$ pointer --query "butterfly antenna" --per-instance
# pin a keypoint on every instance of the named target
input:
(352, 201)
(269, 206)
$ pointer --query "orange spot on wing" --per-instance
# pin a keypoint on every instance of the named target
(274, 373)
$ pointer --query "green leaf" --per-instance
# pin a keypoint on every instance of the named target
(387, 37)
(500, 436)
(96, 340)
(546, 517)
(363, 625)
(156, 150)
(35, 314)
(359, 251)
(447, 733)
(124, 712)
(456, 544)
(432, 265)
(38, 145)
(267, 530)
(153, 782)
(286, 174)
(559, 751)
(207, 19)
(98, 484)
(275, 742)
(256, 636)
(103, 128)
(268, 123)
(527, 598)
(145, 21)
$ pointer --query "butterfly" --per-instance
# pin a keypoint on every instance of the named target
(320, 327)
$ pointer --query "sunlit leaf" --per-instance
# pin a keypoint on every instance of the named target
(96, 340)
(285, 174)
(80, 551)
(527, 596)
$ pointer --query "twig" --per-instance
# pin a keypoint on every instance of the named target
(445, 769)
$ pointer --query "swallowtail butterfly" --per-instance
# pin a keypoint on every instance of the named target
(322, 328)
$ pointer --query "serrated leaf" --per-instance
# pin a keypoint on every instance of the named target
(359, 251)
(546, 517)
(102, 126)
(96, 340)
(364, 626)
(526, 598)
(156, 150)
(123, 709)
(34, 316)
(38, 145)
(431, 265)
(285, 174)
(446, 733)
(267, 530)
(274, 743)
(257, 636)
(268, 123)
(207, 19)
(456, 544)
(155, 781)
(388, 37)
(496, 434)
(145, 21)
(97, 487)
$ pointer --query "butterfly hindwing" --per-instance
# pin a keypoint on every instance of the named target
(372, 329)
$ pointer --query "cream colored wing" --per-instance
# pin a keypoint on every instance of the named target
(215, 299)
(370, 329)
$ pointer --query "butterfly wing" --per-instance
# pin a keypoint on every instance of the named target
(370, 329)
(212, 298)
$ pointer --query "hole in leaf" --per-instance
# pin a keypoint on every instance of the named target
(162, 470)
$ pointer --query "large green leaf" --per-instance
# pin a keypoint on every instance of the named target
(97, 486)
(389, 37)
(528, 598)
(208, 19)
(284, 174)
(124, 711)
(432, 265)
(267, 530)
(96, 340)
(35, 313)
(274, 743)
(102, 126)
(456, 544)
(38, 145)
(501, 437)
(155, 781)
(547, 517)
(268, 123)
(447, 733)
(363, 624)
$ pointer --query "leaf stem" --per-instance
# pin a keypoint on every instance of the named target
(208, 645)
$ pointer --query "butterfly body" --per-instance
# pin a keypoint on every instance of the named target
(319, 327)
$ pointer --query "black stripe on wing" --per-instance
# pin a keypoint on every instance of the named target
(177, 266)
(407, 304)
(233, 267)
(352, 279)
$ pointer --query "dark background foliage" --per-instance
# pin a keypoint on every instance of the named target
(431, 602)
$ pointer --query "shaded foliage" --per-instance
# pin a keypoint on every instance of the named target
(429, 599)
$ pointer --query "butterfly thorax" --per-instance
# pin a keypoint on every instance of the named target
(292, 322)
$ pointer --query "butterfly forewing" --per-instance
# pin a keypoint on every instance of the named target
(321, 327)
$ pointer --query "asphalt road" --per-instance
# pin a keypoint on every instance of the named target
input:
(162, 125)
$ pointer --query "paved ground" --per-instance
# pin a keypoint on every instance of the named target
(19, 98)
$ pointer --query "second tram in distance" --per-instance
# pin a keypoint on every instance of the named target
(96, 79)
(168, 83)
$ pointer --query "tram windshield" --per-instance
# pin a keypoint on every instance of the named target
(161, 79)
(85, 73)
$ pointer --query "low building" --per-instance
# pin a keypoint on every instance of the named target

**Stated exercise:** Emit the full listing verbatim.

**The output:**
$ pointer --query "butterfly antenna" --per-instance
# pin a keypoint on every instance of the named target
input:
(352, 201)
(269, 206)
$ pointer --query "orange spot on wing" --per-instance
# pin a keypoint on every instance of the named target
(274, 373)
$ pointer --query "green leaf" --per-instance
# pin a keypoint on every instance of the named target
(387, 37)
(500, 436)
(96, 340)
(546, 517)
(363, 625)
(156, 150)
(35, 314)
(359, 251)
(447, 733)
(124, 712)
(456, 544)
(432, 265)
(38, 145)
(267, 530)
(153, 782)
(286, 174)
(559, 751)
(207, 19)
(98, 484)
(275, 742)
(256, 636)
(103, 128)
(268, 123)
(527, 598)
(145, 21)
$ pointer --query "butterfly" --per-instance
# pin a keypoint on every instance of the named target
(320, 327)
$ pointer --query "sunlit leaf" --per-instance
# pin a keypoint on every instance of the named target
(96, 340)
(285, 174)
(80, 551)
(527, 596)
$ pointer --query "twig" --per-instance
# pin a keypoint on every instance of the named target
(445, 769)
$ pointer --query "swallowtail butterfly" --per-instance
# pin a keypoint on every instance of the named target
(322, 328)
$ pointer --query "serrated leaf" --per-instance
# pin a keypoint on every instance of the named target
(359, 251)
(546, 517)
(102, 126)
(96, 340)
(364, 626)
(526, 598)
(156, 150)
(123, 709)
(34, 316)
(38, 145)
(431, 265)
(285, 174)
(446, 733)
(267, 530)
(274, 743)
(257, 636)
(268, 123)
(207, 19)
(456, 544)
(155, 781)
(388, 37)
(496, 434)
(145, 21)
(97, 487)
$ pointer --query "butterfly hindwing" --per-instance
# pin a keypoint on every instance of the named target
(372, 329)
$ pointer --query "cream colored wing" --per-instance
# pin a keypoint on every instance of the named target
(215, 299)
(370, 329)
$ pointer --query "butterfly wing" --per-instance
# pin a keypoint on every instance of the named target
(370, 329)
(212, 298)
$ pointer --query "hole in leaf" --per-instance
# pin a keypoint on every instance of the named target
(162, 470)
$ pointer --query "large green leaf" --per-instance
# pin a keypoint on every instance of the named target
(97, 486)
(389, 37)
(528, 598)
(208, 19)
(284, 174)
(124, 711)
(432, 265)
(267, 530)
(96, 340)
(35, 313)
(274, 743)
(102, 126)
(456, 544)
(38, 145)
(501, 437)
(155, 781)
(547, 517)
(268, 123)
(447, 733)
(363, 624)
$ pointer --query "leaf stem" --per-instance
# pin a keypoint on every instance of the named target
(208, 645)
$ pointer --query "butterfly body" --per-instance
# pin a keypoint on every instance of the named target
(319, 327)
$ pointer --query "black stripe on wing" --per-instance
# pin a keypoint on every instance of the named target
(177, 266)
(407, 304)
(233, 267)
(352, 279)
$ pointer --query "dark background foliage" --per-instance
# pin a keypoint on every instance of the named target
(431, 602)
$ pointer --query "shaded foliage" --per-instance
# pin a keypoint on every instance of the named target
(429, 599)
$ pointer --query "butterfly thorax" --per-instance
# pin a keypoint on every instance of the named target
(292, 322)
$ pointer --query "butterfly forewing" --per-instance
# pin a keypoint on every instance of the named target
(321, 327)
$ pointer --query "asphalt road" --per-instance
# pin a keypoint on every instance of the named target
input:
(162, 125)
$ pointer --query "paved ground" --per-instance
# pin a keypoint on every instance of the named target
(19, 98)
$ pointer --query "second tram in distance" --per-instance
# pin a keypoint on every instance of the named target
(96, 79)
(168, 83)
$ pointer --query "tram windshield" --per-instance
# pin a keypoint on every instance of the named target
(161, 79)
(85, 73)
$ pointer --query "low building" --per-instance
# pin a keypoint on every instance of the named target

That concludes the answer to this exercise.